Restate word for word the line containing "in: indicate the elbphilharmonie" and all remaining lines of the entries below.

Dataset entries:
########

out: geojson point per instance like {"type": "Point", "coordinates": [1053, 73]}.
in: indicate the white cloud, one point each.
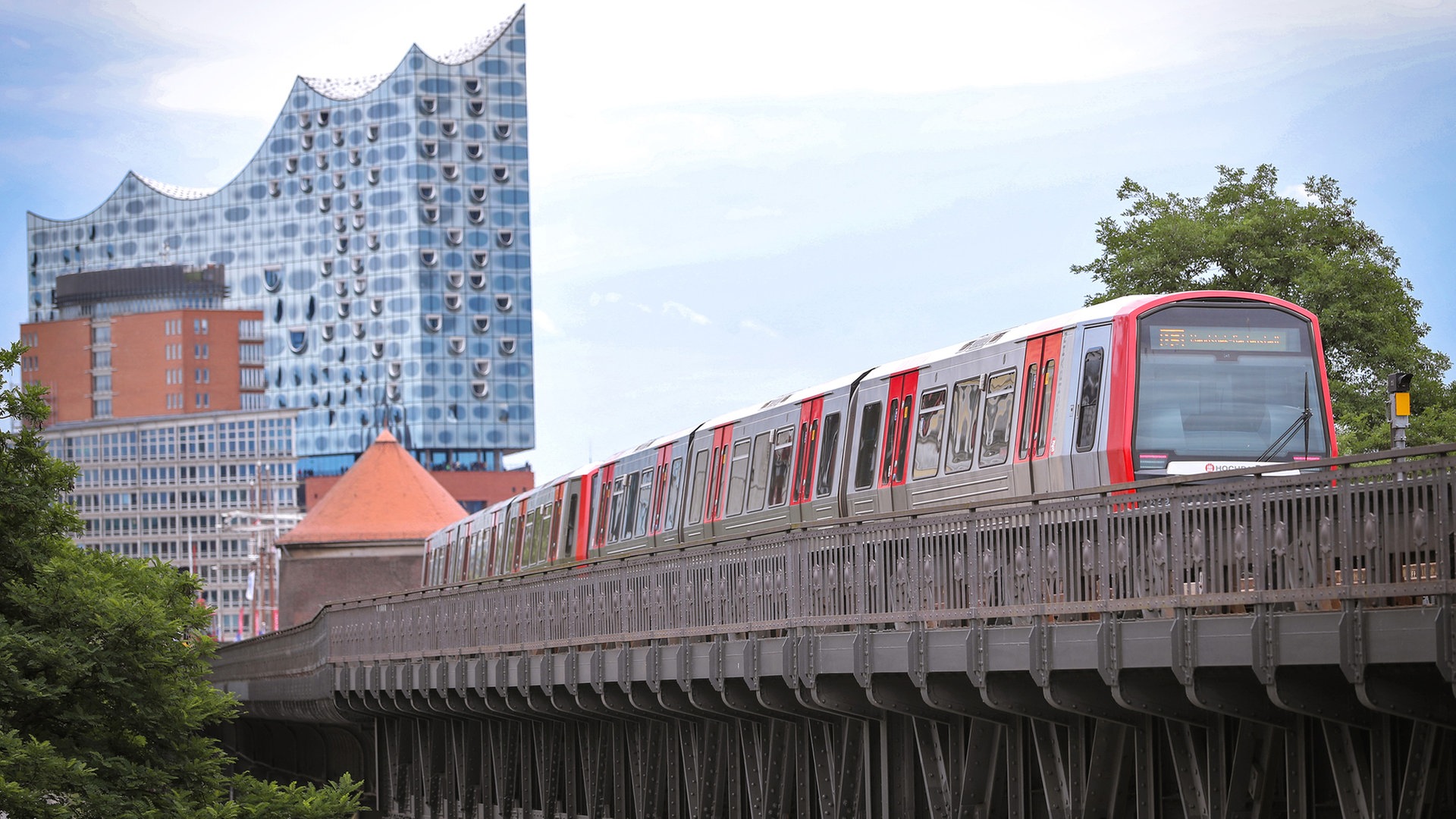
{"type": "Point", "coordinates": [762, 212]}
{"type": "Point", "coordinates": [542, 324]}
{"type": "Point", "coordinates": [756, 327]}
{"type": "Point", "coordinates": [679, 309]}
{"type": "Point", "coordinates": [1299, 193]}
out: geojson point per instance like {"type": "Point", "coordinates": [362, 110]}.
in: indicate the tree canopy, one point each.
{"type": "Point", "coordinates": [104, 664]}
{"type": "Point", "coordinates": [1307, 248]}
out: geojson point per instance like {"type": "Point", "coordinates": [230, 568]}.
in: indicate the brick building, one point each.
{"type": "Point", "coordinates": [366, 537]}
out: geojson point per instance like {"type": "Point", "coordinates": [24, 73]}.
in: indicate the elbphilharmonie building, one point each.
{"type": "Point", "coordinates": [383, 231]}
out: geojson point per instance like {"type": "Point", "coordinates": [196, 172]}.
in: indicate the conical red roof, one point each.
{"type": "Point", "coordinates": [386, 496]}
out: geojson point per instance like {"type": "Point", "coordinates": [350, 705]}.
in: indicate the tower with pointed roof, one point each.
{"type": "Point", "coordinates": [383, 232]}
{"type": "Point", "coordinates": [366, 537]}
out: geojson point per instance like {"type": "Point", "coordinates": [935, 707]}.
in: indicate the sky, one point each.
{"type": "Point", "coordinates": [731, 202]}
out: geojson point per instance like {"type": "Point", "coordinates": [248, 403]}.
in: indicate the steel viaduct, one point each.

########

RESULT BELOW:
in: indicate the elbphilharmonie building, one point each.
{"type": "Point", "coordinates": [383, 231]}
out: geojson point per instance like {"type": "Point", "coordinates": [196, 172]}.
in: indicate the conical red roof, one point each.
{"type": "Point", "coordinates": [386, 496]}
out: geojson point per instance like {"type": "Point", "coordinates": [350, 705]}.
in: indicate the tower with pointed roof, one point each.
{"type": "Point", "coordinates": [383, 232]}
{"type": "Point", "coordinates": [366, 537]}
out: geojson point per instance like {"type": "Point", "coordinates": [935, 707]}.
in: indicate the sky, one point each.
{"type": "Point", "coordinates": [731, 202]}
out: geojson point per instance like {"type": "Point", "coordinates": [248, 403]}.
in: indicate the steel viaduct, one point each.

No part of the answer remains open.